About this exercise —
Nothing should differ. Repeat every record as written.

━━ Exercise material ━━

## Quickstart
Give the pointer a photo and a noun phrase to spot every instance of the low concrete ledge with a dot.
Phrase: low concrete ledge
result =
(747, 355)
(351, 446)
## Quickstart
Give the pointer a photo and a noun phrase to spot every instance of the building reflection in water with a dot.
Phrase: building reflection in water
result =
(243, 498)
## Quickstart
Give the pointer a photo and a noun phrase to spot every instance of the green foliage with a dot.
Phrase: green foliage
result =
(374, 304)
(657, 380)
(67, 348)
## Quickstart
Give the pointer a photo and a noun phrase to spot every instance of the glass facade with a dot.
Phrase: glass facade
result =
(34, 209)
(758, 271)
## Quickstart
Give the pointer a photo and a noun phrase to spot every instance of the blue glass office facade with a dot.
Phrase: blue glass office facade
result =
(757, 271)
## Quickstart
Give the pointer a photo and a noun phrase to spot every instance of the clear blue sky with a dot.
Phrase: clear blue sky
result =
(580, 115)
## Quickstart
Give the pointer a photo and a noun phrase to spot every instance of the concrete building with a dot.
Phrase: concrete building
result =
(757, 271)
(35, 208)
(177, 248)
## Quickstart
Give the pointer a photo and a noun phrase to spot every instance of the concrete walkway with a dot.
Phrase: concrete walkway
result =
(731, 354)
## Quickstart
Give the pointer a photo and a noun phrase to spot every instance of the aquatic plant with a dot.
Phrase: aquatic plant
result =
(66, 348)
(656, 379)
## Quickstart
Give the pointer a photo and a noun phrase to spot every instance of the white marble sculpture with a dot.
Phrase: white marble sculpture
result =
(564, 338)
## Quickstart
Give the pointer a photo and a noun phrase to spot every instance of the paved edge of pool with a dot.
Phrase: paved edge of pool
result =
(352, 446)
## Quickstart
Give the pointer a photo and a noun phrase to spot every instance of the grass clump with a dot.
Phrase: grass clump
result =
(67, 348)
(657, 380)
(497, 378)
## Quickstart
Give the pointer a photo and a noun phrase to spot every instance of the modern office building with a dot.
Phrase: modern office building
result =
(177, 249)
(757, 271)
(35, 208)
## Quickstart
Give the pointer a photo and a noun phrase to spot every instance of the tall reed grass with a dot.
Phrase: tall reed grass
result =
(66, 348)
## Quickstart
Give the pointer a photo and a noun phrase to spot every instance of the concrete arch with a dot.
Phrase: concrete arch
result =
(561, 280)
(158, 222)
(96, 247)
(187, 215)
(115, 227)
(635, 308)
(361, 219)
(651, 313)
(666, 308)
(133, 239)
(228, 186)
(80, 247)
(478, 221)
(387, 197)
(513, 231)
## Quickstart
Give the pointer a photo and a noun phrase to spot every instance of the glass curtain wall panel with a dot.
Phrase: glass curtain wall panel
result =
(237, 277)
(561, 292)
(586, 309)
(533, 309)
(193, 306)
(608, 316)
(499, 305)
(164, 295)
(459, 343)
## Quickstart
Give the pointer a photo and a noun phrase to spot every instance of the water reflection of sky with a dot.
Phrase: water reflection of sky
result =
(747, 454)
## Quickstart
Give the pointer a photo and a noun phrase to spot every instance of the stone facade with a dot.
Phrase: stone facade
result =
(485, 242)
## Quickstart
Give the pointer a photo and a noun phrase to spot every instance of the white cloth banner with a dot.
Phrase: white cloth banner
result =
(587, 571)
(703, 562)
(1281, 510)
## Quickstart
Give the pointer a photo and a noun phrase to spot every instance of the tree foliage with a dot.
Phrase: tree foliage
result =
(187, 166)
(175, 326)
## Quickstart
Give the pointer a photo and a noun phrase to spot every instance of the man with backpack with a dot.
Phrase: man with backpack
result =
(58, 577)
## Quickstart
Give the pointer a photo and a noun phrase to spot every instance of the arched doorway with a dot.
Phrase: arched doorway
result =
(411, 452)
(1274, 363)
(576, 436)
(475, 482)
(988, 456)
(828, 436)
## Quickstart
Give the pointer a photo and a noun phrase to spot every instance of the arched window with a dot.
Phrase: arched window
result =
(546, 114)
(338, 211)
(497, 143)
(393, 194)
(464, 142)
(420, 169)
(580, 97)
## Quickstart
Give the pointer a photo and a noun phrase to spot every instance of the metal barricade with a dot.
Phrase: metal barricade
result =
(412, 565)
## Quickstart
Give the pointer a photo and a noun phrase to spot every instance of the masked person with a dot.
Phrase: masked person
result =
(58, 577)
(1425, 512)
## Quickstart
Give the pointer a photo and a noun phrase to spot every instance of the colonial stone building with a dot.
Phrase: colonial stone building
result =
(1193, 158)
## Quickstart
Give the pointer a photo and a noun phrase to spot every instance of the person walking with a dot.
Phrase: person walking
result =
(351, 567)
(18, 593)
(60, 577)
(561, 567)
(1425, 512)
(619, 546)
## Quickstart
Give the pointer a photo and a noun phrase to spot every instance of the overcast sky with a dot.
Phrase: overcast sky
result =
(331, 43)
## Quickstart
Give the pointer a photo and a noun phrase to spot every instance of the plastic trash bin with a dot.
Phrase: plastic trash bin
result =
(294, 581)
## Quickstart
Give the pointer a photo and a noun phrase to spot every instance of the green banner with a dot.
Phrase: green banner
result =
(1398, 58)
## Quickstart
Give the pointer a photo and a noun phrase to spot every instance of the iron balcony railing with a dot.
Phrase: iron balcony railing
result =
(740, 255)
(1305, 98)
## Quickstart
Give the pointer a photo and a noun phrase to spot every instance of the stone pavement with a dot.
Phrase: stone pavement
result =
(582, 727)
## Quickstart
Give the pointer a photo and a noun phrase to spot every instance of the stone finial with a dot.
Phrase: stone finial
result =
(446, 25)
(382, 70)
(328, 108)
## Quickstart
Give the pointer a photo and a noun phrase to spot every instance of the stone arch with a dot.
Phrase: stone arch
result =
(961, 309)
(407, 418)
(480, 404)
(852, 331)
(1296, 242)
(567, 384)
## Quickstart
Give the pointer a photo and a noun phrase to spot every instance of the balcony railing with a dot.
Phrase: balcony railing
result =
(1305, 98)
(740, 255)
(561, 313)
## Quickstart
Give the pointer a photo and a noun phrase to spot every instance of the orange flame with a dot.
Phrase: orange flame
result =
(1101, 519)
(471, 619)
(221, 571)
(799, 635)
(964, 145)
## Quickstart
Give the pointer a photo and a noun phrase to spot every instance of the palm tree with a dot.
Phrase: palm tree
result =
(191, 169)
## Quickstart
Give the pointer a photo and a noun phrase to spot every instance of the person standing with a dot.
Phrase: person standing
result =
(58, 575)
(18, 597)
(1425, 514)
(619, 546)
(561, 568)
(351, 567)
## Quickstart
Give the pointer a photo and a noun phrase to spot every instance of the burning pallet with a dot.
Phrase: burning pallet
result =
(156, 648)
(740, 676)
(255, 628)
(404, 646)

━━━

Expected output —
## Quickstart
Give the pointer a photo and a noun phrase to spot every instance of the low concrete ledge with a dot.
Phrase: low concrete ledge
result =
(747, 355)
(351, 446)
## Quickstart
Give the pointer a photo and a noun phrase to spot every instance of the building reflection in water with a dot.
Phrase: building reflection in water
result =
(243, 498)
## Quickstart
Give the pointer a photo and a noun phrase to spot every instance of the green foliage with a dot.
Phrase: green foliage
result =
(374, 304)
(657, 380)
(67, 348)
## Quickstart
Give the pointer a photo and a noun phrase to spot every instance of the glass facade with a dot.
Phrase: glass facade
result =
(34, 209)
(758, 271)
## Quickstart
Give the pointer a photo and a noun phrase to spot every instance of the blue glass office facade with a dot.
Phrase: blue glass office facade
result =
(757, 271)
## Quickstart
Give the pointer a photo and a noun phrase to spot every instance of the clear blue sky with a dot.
Phrase: clear blue sky
result =
(580, 115)
## Quickstart
Give the pointer a photo and a noun phrase to spot every instance of the concrete building with a dot.
Phrase: concrete building
result =
(757, 271)
(35, 208)
(177, 248)
## Quickstart
Give the pointer a photo and a noun phrase to spot every instance of the concrete walkway with a dot.
Phrase: concrete walkway
result =
(731, 354)
## Quickstart
Give the pointer a photo and a noun phrase to spot every instance of the aquatic plant with a dot.
Phrase: aquatic plant
result =
(66, 348)
(656, 379)
## Quickstart
Give the pointer a photo and a noun phrase to spot every instance of the white marble sculpture with a dot.
Phrase: white marble sculpture
result =
(564, 338)
## Quickstart
Give the pointer a photo and a noun phrase to spot every instance of the paved edge of pool with a dot.
Phrase: paved edge of pool
result =
(352, 446)
## Quickstart
Give the pointer a photo and a noun phrase to spot every instance of the grass clump with a dot.
Phrase: grass clump
result =
(67, 348)
(657, 380)
(497, 378)
## Quickstart
Give the pointer a photo and a noun phrase to spot every instance of the modern office building with a dot.
Phrase: modern office building
result =
(177, 249)
(757, 271)
(35, 208)
## Quickstart
Give the pointer a photo and a noun phrase to spot every instance of the tall reed grass with a dot.
Phrase: tall reed grass
result =
(66, 348)
## Quickstart
Give the pointer a photo and a noun phrase to spot every instance of the concrete arch with a dot.
Phrase: concrete arch
result =
(561, 280)
(158, 222)
(96, 247)
(187, 215)
(115, 227)
(635, 308)
(361, 219)
(651, 313)
(666, 308)
(133, 239)
(228, 186)
(80, 247)
(478, 221)
(387, 197)
(513, 231)
## Quickstart
Give the pointer a photo and a noun phrase to spot every instance of the glass curtain wall panel with a dot.
Phrase: glass curtain wall panel
result =
(237, 277)
(561, 292)
(586, 309)
(533, 309)
(193, 306)
(608, 316)
(499, 305)
(164, 295)
(459, 343)
## Quickstart
Give the pointer a photo and a noun phrase to spot every instance of the water reflection of sky with a dot.
Phrase: water reflection of sky
result =
(747, 454)
## Quickstart
Give the pointer a photo and a noun phrase to spot every instance of the stone facade with a dot.
Phrase: stone facade
result =
(485, 242)
## Quickstart
Give the pointer a photo and a noun phrase to spot every instance of the white cloth banner with a dot.
Phrase: white cloth banner
result =
(587, 571)
(703, 562)
(1281, 510)
## Quickstart
Give the pointer a photo and a noun phrase to spot every instance of the tree foliage with a dot.
Phrase: tree foliage
result =
(187, 166)
(175, 326)
## Quickstart
Give the pointer a photo and a noun phrase to spot every instance of the man with backpack with a dot.
Phrase: man with backpack
result =
(58, 577)
## Quickstart
Give the pointer a photo and a noun phrase to spot every instance of the arched doorway with a dot.
Phrase: arched doorway
result =
(411, 452)
(1274, 363)
(576, 436)
(475, 482)
(988, 456)
(828, 436)
## Quickstart
Give the pointer a photo and a noun phrase to spot every instance of the arched window with a dot.
Phrase: arched window
result =
(546, 114)
(338, 211)
(497, 143)
(393, 194)
(464, 142)
(420, 169)
(580, 97)
## Quickstart
Give the pointer a photo and a noun phrase to spot every instance of the metal barricade with a dot.
Phrase: metal barricade
result =
(412, 565)
## Quickstart
Give the pointer a photo and a noun phrase to spot every instance of the masked person with a dot.
Phrase: masked person
result =
(58, 577)
(1425, 512)
## Quickstart
Give the pointer a photo and a noun phrase to spot every instance of the colonial stone building with a dot.
Phrase: colonial stone building
result =
(1193, 158)
## Quickstart
Give the pointer a photo and a noun phrase to spot every instance of the person walking with a dot.
Phrase: person walking
result =
(351, 567)
(18, 593)
(60, 577)
(561, 567)
(1425, 512)
(619, 546)
## Quickstart
Give the pointer a photo and a noun phrase to spot every instance of the overcast sky with a dot.
Phrase: overcast sky
result =
(331, 43)
## Quickstart
Give the pointer a photo and a noun phrase to spot every instance of the plastic trash bin with a dot.
Phrase: plastic trash bin
result =
(294, 581)
## Quickstart
Give the pointer a photo and a noun phrase to spot every instance of the green banner with a dot.
Phrase: green banner
result =
(1398, 58)
## Quickstart
Give the pointer a photo and a noun phrase to spot every instance of the iron balcony railing with a dot.
Phrase: iron balcony railing
result =
(740, 255)
(1305, 98)
## Quickstart
Give the pointer a photo and a noun phrase to spot every instance of the stone pavement with a dot.
Phrase: stone pavement
result =
(582, 727)
## Quickstart
Give the pointer a photo and a noun phrase to spot every instance of the stone finial with a dot.
Phrase: stone finial
result =
(446, 25)
(382, 70)
(328, 108)
## Quickstart
Give the pointer a photo and a noun phrase to spot every instance of the stone arch with a dot.
Phrase: stone arch
result =
(961, 309)
(407, 418)
(480, 404)
(852, 331)
(1296, 242)
(567, 384)
## Quickstart
Give the pointer a photo and a noun phrase to spot every instance of the balcony railing with a dot.
Phrase: balcony railing
result =
(1305, 98)
(740, 255)
(561, 313)
## Quickstart
Give the pointer a photo and a noun phrase to spot every instance of the orange flame with a dot.
Phrase: orange flame
result =
(1101, 519)
(471, 619)
(221, 571)
(799, 635)
(964, 145)
## Quickstart
Give the pointer a photo and a noun phrase to spot every instance of the palm tree with a dot.
Phrase: palm tree
result =
(191, 169)
## Quickstart
Give the pointer a photo and a noun phrase to spot every instance of the person standing with a dot.
Phrase: person standing
result =
(58, 575)
(18, 597)
(1425, 514)
(619, 546)
(561, 568)
(351, 567)
## Quickstart
Give the pointer a photo and a noun phrase to spot every instance of the burning pallet with a dot.
Phrase: burning pallet
result =
(156, 648)
(740, 676)
(255, 628)
(404, 646)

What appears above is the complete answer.